▶ **Fragment tekstu**
......

Pszczoły już pracują

 |  Written by Tomasz A S  |  13
Fot. Tomasz A S 
Pszczoła miodna zbiera pyłek z pylących bazi leszczyny. Na odnóżu widać  żółtą kuleczkę zebranego pyłku. Fotografowałem wczoraj.

Prawie miesiąc temu, 17 lutego, moje pszczoły wyleciały z uli na pierwszy oblot. Pozbyły się wtedy z jelita uzbieranej przez okres zimy zawartości. Wróciły zaraz potem i nastąpiły znów dni a zwłaszcza noce mroźne.

Dziś zbieraczki pyłku zaczęły pracę na zewnątrz. Są już odpowiednie "warunki techniczne".
Jest wystarczająco ciepło dla zakwitnięcia leszczyny, a pszczoły mają wystarczająco wysoką dla swego lotu temperaturę powietrza. Gdyby było za zimno, poniżej +12oC, pszczoły podczas lotu marzłyby i ginęły.

W marcu pszczoły zbierają pyłek z najwcześniejszych kwiatów np. krokusów (pyłek koloru pomarańczowego), leszczyny (żółtego) i wierzby (szarego).

Jest to bardzo ważny wczesny pożytek, gdyż matka już mocno czerwi, a pokarmu białkowego zebranego w zeszłym roku w postaci złożonej w plastrach pierzgi zaczyna często brakować. Pyłek to pokarm białkowy potrzebny bardzo przy wytwarzaniu przez pszczoły karmicielki mleczka pszczelego. Mleczko składane jest w zaczerwione komórki plastra, którym żywią się larwy pszczół czyli czerw. Rosną tam następne tysiące robotnic, które wylecą na podstawowe pożytki w kwietniu i w maju.
5
5 (5)

13 Comments

Obrazek użytkownika tł

Sympatyczny tekst :-).

Biorąc jednak pod uwagę sytuację politycznę wolałbym, abyś miał rój morderczych pszczół afrykańskich i wypuszczał je na oblot naszych wschodnich granic ;-)!

......

Blok danych:
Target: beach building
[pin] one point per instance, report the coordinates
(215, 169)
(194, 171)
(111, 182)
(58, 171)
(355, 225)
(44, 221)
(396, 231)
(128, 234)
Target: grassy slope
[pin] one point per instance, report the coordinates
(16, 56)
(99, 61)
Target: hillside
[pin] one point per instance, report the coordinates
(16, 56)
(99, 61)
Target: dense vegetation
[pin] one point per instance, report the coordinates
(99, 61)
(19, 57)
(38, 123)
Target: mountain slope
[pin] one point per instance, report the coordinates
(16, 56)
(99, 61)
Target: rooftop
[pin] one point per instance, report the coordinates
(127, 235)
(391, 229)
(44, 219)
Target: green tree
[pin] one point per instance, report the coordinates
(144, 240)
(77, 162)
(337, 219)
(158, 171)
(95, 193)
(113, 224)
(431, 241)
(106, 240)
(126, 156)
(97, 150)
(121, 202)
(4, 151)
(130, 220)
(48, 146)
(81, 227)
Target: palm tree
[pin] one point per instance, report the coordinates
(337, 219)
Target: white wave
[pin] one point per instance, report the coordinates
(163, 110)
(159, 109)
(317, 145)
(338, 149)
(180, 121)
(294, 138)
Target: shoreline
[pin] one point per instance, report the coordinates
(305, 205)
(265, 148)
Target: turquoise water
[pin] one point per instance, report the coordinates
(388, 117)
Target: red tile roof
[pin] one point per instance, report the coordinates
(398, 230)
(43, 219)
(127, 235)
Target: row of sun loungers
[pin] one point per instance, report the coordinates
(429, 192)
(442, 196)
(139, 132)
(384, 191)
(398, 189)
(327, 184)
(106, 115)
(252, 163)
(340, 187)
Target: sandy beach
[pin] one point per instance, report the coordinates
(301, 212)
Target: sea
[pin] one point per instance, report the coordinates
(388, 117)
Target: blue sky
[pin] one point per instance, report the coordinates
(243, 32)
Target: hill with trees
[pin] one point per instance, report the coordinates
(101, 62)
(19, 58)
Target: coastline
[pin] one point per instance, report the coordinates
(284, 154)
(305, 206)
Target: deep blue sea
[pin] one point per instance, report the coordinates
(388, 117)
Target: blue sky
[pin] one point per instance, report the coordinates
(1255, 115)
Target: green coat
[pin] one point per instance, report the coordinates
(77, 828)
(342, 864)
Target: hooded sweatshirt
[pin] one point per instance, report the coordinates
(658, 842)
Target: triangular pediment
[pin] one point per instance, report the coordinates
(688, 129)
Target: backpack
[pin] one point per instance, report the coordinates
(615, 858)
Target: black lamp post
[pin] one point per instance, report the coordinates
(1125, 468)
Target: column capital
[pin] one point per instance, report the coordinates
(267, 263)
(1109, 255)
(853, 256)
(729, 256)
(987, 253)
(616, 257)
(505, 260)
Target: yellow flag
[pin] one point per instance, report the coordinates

......

▶ **Zadania**
• 1. Czy możesz skopiować dokładnie fragment tekstu o pszczołach, zaczynając od „Jest wystarczająco ciepło” i kończąc na „i wierzby (szarego).”?
• 2. Czy możesz zapisać dokładnie wiersze rekordów, zaczynając od wiersza zawierającego „Target: yellow flag” i kończąc na ostatnim wierszu rekordów?

▶ **Wyniki ćwiczenia**
• 1.
Jest wystarczająco ciepło dla zakwitnięcia leszczyny, a pszczoły mają wystarczająco wysoką dla swego lotu temperaturę powietrza. Gdyby było za zimno, poniżej +12oC, pszczoły podczas lotu marzłyby i ginęły.

W marcu pszczoły zbierają pyłek z najwcześniejszych kwiatów np. krokusów (pyłek koloru pomarańczowego), leszczyny (żółtego) i wierzby (szarego).

• 2.
Target: yellow flag
[pin] one point per instance, report the coordinates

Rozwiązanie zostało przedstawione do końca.